__ASSIGNED TASK__.
In the data below, find the line containing "Task: Where can the spectator", then set down that line and every later line up to and including the line containing "Task: Where can the blue tennis court", exactly.
━━━━━━━━━━━━━━━━━━━━
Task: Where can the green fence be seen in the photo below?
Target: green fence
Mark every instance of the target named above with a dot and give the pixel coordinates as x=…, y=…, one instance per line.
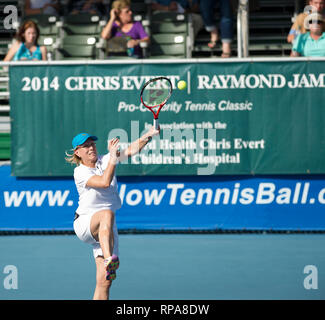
x=235, y=117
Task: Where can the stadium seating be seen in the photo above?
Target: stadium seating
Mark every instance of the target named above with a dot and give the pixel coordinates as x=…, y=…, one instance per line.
x=78, y=37
x=269, y=25
x=170, y=35
x=4, y=116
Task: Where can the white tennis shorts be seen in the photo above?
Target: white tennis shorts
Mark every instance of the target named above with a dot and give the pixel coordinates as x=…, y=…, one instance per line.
x=82, y=229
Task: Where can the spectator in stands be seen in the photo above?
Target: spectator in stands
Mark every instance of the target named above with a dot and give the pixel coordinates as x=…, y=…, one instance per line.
x=51, y=7
x=86, y=6
x=226, y=24
x=182, y=6
x=298, y=26
x=312, y=43
x=26, y=47
x=121, y=25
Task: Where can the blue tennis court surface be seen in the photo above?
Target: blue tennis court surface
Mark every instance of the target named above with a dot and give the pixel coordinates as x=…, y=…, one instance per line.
x=159, y=267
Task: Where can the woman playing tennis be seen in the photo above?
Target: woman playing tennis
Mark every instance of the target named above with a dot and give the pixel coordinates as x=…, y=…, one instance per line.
x=98, y=201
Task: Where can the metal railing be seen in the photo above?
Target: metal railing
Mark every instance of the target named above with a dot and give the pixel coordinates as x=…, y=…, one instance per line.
x=242, y=29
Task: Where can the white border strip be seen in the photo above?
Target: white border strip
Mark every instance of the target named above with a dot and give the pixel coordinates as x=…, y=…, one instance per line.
x=157, y=61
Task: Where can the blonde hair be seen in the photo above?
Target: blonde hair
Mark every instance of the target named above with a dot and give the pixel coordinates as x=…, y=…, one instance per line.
x=120, y=4
x=72, y=158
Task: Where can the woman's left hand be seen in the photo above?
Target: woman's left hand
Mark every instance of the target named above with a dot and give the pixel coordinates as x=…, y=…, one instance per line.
x=153, y=131
x=132, y=43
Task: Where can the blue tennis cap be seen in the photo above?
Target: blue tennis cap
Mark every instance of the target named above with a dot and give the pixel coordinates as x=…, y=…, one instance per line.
x=81, y=138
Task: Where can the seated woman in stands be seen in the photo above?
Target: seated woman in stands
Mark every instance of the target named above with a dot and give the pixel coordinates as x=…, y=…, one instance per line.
x=26, y=47
x=121, y=24
x=312, y=43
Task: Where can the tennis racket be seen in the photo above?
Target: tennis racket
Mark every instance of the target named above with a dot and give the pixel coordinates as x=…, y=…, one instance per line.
x=154, y=95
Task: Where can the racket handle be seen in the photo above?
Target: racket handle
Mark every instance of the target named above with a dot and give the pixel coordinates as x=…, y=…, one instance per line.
x=156, y=124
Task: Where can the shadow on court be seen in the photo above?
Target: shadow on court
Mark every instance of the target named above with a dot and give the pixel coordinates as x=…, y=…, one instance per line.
x=159, y=267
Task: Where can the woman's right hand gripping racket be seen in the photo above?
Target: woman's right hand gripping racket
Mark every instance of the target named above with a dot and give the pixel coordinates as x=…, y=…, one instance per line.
x=154, y=95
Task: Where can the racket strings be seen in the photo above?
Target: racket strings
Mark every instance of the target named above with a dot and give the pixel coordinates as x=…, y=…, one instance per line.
x=156, y=93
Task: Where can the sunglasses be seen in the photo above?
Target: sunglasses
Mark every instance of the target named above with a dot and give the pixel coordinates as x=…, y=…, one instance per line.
x=87, y=144
x=315, y=22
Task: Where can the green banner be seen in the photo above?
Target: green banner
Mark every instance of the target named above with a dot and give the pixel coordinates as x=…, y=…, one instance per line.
x=256, y=117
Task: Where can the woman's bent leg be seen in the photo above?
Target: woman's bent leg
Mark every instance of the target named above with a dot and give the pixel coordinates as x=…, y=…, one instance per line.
x=101, y=227
x=102, y=285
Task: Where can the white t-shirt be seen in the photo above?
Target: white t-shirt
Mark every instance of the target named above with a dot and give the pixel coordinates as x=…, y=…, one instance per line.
x=92, y=200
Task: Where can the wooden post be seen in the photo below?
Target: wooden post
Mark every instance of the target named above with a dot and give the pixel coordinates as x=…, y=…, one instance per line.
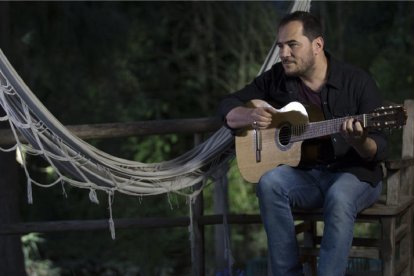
x=198, y=229
x=407, y=175
x=221, y=206
x=11, y=260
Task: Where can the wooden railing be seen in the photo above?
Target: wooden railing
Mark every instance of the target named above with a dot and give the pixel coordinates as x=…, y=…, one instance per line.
x=196, y=127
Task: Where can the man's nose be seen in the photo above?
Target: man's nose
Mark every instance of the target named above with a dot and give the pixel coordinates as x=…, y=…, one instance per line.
x=284, y=51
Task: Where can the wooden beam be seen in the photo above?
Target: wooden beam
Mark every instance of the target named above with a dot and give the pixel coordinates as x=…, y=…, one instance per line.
x=141, y=128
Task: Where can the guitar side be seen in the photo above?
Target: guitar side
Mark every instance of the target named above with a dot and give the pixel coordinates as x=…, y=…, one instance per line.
x=273, y=153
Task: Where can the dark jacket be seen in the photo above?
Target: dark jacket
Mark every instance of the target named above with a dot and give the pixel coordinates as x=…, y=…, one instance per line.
x=348, y=91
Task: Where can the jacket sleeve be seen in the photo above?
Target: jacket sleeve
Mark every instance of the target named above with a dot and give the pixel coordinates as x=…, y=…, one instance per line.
x=370, y=99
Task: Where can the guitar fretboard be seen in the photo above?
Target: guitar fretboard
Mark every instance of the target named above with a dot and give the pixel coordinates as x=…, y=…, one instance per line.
x=321, y=128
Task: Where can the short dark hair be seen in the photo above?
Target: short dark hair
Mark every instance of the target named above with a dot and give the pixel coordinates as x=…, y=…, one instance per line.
x=312, y=27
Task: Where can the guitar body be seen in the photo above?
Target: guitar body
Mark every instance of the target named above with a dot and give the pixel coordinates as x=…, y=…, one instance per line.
x=259, y=151
x=276, y=147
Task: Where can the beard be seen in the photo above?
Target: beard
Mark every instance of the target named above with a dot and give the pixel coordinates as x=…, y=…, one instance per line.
x=299, y=67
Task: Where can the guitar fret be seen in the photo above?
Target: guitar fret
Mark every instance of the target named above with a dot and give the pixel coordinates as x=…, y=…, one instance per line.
x=319, y=129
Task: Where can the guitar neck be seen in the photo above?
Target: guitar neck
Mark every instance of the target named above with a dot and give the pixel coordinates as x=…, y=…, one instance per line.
x=322, y=128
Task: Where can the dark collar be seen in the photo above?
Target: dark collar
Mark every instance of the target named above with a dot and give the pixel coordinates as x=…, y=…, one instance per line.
x=334, y=72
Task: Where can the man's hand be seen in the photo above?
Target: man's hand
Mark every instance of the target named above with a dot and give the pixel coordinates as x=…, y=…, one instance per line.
x=356, y=136
x=258, y=117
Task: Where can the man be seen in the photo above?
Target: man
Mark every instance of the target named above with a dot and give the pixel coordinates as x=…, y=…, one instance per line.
x=346, y=177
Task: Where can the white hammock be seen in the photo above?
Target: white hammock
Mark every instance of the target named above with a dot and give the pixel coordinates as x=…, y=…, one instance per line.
x=82, y=165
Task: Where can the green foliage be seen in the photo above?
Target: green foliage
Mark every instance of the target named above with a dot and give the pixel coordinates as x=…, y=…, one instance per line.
x=35, y=264
x=96, y=62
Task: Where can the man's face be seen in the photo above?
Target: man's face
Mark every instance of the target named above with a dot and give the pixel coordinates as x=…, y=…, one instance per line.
x=295, y=50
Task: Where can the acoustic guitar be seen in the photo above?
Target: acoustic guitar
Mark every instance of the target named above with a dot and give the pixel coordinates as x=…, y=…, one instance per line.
x=258, y=151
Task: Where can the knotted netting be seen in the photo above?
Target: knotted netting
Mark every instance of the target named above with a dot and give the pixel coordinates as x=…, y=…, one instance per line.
x=80, y=164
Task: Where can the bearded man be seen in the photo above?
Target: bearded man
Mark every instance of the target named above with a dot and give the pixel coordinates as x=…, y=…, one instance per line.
x=345, y=177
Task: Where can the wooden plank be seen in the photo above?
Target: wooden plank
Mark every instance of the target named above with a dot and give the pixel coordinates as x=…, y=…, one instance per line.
x=388, y=246
x=393, y=188
x=142, y=128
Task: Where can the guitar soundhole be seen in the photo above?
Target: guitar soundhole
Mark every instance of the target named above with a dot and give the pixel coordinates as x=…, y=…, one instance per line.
x=285, y=134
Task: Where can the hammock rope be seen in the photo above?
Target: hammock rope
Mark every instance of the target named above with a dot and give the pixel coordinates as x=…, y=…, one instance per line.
x=81, y=165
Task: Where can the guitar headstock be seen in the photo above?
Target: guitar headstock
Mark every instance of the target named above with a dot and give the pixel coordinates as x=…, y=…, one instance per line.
x=387, y=117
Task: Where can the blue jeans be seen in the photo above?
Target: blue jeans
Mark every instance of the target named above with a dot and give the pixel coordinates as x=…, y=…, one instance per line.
x=341, y=195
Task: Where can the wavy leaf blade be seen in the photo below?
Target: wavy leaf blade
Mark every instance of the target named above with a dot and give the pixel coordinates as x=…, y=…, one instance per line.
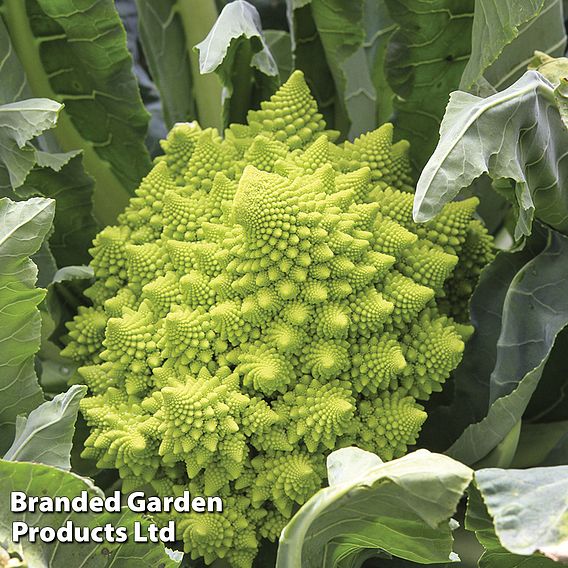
x=401, y=507
x=541, y=514
x=495, y=554
x=75, y=53
x=516, y=134
x=74, y=227
x=23, y=227
x=425, y=60
x=522, y=352
x=46, y=434
x=471, y=380
x=504, y=37
x=235, y=49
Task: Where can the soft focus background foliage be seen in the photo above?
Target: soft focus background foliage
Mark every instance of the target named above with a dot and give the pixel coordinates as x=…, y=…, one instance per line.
x=87, y=90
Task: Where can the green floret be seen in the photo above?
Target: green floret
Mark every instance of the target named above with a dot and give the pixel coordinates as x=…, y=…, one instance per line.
x=265, y=299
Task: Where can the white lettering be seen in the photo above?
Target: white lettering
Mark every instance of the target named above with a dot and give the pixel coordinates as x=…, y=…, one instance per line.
x=18, y=502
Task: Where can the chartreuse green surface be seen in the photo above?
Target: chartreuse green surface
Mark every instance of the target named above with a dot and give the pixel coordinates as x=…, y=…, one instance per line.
x=264, y=299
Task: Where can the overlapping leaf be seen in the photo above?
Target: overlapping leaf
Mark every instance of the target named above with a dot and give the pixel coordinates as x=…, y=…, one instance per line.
x=46, y=435
x=333, y=43
x=168, y=31
x=20, y=122
x=495, y=554
x=23, y=227
x=426, y=58
x=401, y=508
x=534, y=311
x=529, y=509
x=516, y=134
x=505, y=35
x=235, y=49
x=74, y=52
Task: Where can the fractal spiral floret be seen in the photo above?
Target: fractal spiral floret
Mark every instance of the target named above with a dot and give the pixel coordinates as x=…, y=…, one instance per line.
x=265, y=299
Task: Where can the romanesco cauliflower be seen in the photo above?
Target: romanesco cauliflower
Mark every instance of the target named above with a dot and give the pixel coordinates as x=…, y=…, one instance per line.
x=264, y=299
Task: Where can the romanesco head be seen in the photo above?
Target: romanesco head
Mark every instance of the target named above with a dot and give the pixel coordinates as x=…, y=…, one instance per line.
x=264, y=299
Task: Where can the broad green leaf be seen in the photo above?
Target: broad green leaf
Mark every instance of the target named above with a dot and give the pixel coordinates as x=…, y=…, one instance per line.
x=74, y=227
x=168, y=31
x=535, y=310
x=505, y=35
x=342, y=29
x=341, y=33
x=280, y=46
x=23, y=227
x=549, y=402
x=402, y=507
x=529, y=508
x=495, y=555
x=540, y=444
x=425, y=60
x=53, y=174
x=20, y=122
x=555, y=69
x=74, y=52
x=46, y=435
x=516, y=134
x=471, y=380
x=38, y=479
x=235, y=49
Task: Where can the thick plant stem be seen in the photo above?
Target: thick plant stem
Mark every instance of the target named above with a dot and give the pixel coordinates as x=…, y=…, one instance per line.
x=198, y=17
x=107, y=204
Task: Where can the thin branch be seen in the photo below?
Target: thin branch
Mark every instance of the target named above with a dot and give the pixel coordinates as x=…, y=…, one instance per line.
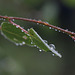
━━━━━━━━━━━━━━━━━━━━
__REPLY__.
Task: Where can the spectator in stands be seen in the photo above?
Target: spectator in stands
Mark every instance of the target named above with a dot and give the pixel coordinates as x=…, y=…, one instance per line.
x=51, y=7
x=86, y=6
x=226, y=24
x=182, y=6
x=298, y=26
x=312, y=43
x=26, y=47
x=121, y=25
Task: Where can the blue tennis court surface be seen in the photo above?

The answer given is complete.